▶ _Texte cité_
La réunification (si l’on se réfère à l’Allemagne de 1945) ou l’unification ( par référence aux deux Etats nés en 1949), s’est faite sur la base de l’article 23 de la Loi fondamentale de la République fédérale, c’est-à-dire par l’entrée en son sein des régions de la RDA disparue, donc par extension vers l’est de la Communauté européenne. En 1990, lorsque les pays non-libres du continent ont accédé à la liberté, personne n’a demandé – ni à Prague, ni à Varsovie, ni à Budapest, presque personne à Leipzig,- qu’à l’Ouest disparaisse ce qui était en voie d’édification, comme le Comecon et d’autres organismes disparaissaient dans l’ancien empire soviétique. On demandait simplement à être admis, à participer, ce qui, jusqu’à présent, n’a été accordé qu’aux “nouveaux Länder”.

Mais l’unification sociale, économique et surtout psychologique n’est toujours pas accomplie. Ici encore, Berlin peut servir de symbole: aux élections de 1999, le PDS, parti successeur du SED, maître absolu de la RDA, n’a obtenu que 4,5% des suffrages dans les anciens secteurs occidentaux, mais 41% dans l’ancien secteur soviétique – où se trouvent les nouveaux palais gouvernementaux. Plutôt que centre de puissance expansionniste, la capitale apparaît donc plutôt comme une ville mal unifiée, évidemment plus proche cependant de la Pologne que ne l’est Paris.

▶ _Consignes_
(a) Répondez à ces questions sur le texte portant sur l’unification allemande.
(i) Sur quel article de la Loi fondamentale l’unification s’est-elle faite ?
(ii) Quel pourcentage des suffrages le PDS a-t-il obtenu dans l’ancien secteur soviétique aux élections de 1999 ?
(iii) À qui l’admission demandée a-t-elle été accordée jusqu’à présent ?
(b) Indiquez si chaque affirmation concorde avec le texte portant sur l’unification allemande. Répondez par oui ou non et citez les mots qui tranchent.
(i) Aux élections de 1999, le PDS a obtenu 4,5 % des suffrages dans les anciens secteurs occidentaux.
(ii) L’unification psychologique est aujourd’hui accomplie.
(iii) Les nouveaux palais gouvernementaux se trouvent dans l’ancien secteur soviétique.
(c) Recopiez le texte portant sur l’unification allemande à partir de « Mais l’unification sociale, économique » jusqu’à « ne l’est Paris. » inclus.

▶ _Extrait des données_

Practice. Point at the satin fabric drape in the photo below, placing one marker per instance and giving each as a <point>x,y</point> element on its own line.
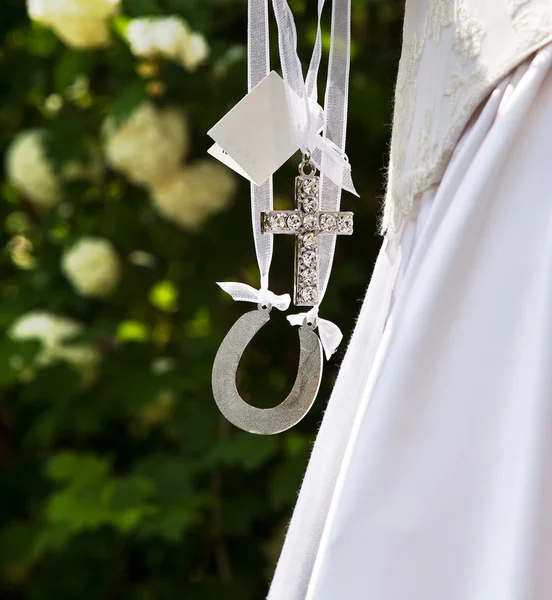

▶ _Réponses_
(a)
(i) L’article 23.
(ii) 41 %.
(iii) Aux « nouveaux Länder ».

(b)
(i) Oui : « n’a obtenu que 4,5% des suffrages dans les anciens secteurs occidentaux »
(ii) Non : « Mais l’unification sociale, économique et surtout psychologique n’est toujours pas accomplie. »
(iii) Oui : « dans l’ancien secteur soviétique – où se trouvent les nouveaux palais gouvernementaux »

(c)
Mais l’unification sociale, économique et surtout psychologique n’est toujours pas accomplie. Ici encore, Berlin peut servir de symbole: aux élections de 1999, le PDS, parti successeur du SED, maître absolu de la RDA, n’a obtenu que 4,5% des suffrages dans les anciens secteurs occidentaux, mais 41% dans l’ancien secteur soviétique – où se trouvent les nouveaux palais gouvernementaux. Plutôt que centre de puissance expansionniste, la capitale apparaît donc plutôt comme une ville mal unifiée, évidemment plus proche cependant de la Pologne que ne l’est Paris.